▶ Prompt
In full and without error, repeat the entries below.

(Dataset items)
+===+

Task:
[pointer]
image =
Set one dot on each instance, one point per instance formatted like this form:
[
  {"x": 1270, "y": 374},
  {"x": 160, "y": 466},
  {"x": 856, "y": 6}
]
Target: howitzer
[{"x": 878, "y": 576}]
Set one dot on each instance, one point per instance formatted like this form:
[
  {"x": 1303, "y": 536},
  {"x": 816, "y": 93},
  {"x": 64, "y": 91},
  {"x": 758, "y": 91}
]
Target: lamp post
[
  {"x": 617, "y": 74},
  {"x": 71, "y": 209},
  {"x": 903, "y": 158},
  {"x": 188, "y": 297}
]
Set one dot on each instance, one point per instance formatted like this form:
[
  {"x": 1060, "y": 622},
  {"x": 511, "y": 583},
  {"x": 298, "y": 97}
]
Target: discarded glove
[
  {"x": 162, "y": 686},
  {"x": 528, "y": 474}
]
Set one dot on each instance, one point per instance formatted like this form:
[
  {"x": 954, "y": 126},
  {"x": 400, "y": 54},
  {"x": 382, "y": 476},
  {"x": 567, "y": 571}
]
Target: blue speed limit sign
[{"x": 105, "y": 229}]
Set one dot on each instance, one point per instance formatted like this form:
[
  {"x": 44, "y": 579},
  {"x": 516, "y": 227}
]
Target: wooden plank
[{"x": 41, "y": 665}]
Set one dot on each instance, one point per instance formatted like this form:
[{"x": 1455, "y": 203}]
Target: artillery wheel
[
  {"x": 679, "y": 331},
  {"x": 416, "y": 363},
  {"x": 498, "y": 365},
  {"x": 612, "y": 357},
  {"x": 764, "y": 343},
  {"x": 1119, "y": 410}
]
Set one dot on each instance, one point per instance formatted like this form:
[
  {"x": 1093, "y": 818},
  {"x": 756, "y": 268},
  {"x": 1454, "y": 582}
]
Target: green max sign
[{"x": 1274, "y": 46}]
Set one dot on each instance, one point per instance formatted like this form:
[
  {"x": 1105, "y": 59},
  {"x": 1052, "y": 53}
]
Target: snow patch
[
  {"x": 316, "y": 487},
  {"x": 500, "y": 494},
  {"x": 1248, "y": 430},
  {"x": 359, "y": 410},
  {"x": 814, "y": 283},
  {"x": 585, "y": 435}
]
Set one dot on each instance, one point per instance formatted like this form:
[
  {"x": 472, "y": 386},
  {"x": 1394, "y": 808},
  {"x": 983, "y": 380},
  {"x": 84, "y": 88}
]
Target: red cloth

+===+

▶ Exercise answer
Task:
[pointer]
image =
Set one dot on each instance, one point per instance formatted like this form:
[
  {"x": 1270, "y": 374},
  {"x": 160, "y": 466},
  {"x": 856, "y": 6}
]
Target: howitzer
[{"x": 878, "y": 576}]
Set one dot on each instance, one point per instance formatted like this form:
[
  {"x": 1303, "y": 536},
  {"x": 816, "y": 93},
  {"x": 64, "y": 91},
  {"x": 758, "y": 91}
]
Target: lamp post
[
  {"x": 617, "y": 74},
  {"x": 71, "y": 209},
  {"x": 903, "y": 158},
  {"x": 188, "y": 297}
]
Set one dot on each instance, one point per instance formatted like this form:
[
  {"x": 1060, "y": 622},
  {"x": 511, "y": 583},
  {"x": 298, "y": 97}
]
Target: discarded glove
[
  {"x": 162, "y": 686},
  {"x": 528, "y": 474}
]
Set one dot on each instance, one point per instance formatted like this form:
[
  {"x": 954, "y": 126},
  {"x": 400, "y": 54},
  {"x": 382, "y": 476},
  {"x": 567, "y": 571}
]
Target: blue speed limit sign
[{"x": 105, "y": 229}]
Set one dot on each instance, one point per instance formatted like this form:
[
  {"x": 44, "y": 579},
  {"x": 516, "y": 227}
]
Target: wooden plank
[{"x": 41, "y": 665}]
Set one dot on each instance, one point per instance formatted like this form:
[{"x": 1455, "y": 203}]
Target: artillery wheel
[
  {"x": 679, "y": 331},
  {"x": 416, "y": 363},
  {"x": 498, "y": 365},
  {"x": 612, "y": 357},
  {"x": 764, "y": 343},
  {"x": 1119, "y": 410}
]
Set one dot on each instance, one point per instance formatted like this form:
[
  {"x": 1093, "y": 818},
  {"x": 756, "y": 268},
  {"x": 1454, "y": 582}
]
Target: green max sign
[{"x": 1274, "y": 46}]
Set one dot on each instance, one point per instance formatted like this form:
[
  {"x": 1105, "y": 59},
  {"x": 1052, "y": 53}
]
Target: snow patch
[
  {"x": 316, "y": 487},
  {"x": 500, "y": 494},
  {"x": 1248, "y": 430},
  {"x": 359, "y": 410},
  {"x": 814, "y": 283},
  {"x": 585, "y": 435}
]
Set one dot on each instance, one point per instance formatted like this form:
[
  {"x": 472, "y": 386},
  {"x": 1394, "y": 808},
  {"x": 983, "y": 380},
  {"x": 84, "y": 88}
]
Target: red cloth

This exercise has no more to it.